[Extracted records]
—————
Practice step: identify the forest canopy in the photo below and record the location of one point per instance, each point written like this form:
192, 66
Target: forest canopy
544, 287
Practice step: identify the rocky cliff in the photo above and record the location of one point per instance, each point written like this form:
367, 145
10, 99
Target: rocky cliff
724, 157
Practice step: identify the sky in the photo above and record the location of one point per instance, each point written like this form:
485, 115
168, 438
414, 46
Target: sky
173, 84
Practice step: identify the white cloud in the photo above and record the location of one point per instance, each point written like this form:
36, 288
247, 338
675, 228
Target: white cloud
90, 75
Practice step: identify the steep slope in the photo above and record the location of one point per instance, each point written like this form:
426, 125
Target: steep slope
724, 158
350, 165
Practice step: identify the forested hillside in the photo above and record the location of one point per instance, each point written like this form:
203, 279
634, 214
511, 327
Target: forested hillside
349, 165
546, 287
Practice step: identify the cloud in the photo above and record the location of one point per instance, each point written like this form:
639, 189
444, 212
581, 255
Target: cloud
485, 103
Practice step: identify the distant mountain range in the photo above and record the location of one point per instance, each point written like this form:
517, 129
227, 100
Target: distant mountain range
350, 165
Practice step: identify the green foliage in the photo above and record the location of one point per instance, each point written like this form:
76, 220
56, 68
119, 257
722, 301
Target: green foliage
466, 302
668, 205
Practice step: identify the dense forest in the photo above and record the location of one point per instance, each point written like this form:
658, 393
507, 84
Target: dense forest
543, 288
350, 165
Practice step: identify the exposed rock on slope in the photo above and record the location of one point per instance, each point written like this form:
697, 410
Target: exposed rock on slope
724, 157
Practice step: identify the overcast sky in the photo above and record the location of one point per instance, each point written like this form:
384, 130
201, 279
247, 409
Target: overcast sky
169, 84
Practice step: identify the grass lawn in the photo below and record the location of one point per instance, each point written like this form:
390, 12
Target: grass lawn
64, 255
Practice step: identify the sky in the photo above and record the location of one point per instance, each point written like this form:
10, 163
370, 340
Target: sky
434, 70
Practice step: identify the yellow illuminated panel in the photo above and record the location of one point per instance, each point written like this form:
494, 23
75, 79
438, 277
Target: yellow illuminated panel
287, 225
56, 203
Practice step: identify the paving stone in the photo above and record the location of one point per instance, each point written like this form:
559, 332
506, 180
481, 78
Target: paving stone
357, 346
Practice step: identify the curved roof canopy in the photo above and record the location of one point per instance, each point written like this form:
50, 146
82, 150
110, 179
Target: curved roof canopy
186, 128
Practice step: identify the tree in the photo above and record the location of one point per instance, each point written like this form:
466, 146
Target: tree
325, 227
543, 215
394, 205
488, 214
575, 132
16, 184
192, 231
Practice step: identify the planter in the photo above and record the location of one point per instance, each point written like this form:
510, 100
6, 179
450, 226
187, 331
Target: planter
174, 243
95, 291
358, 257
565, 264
—————
▸ **TASK REQUIREMENTS**:
Copy each line above that contains the string "below".

▸ **SOLUTION TO THIS EXERCISE**:
Practice step: identify the forest canopy in the photo below and record the location of one point per instance, each point written like this form:
Practice step: identify the grass lawn in the photo below and record the location of one point per instance, each point written like this form:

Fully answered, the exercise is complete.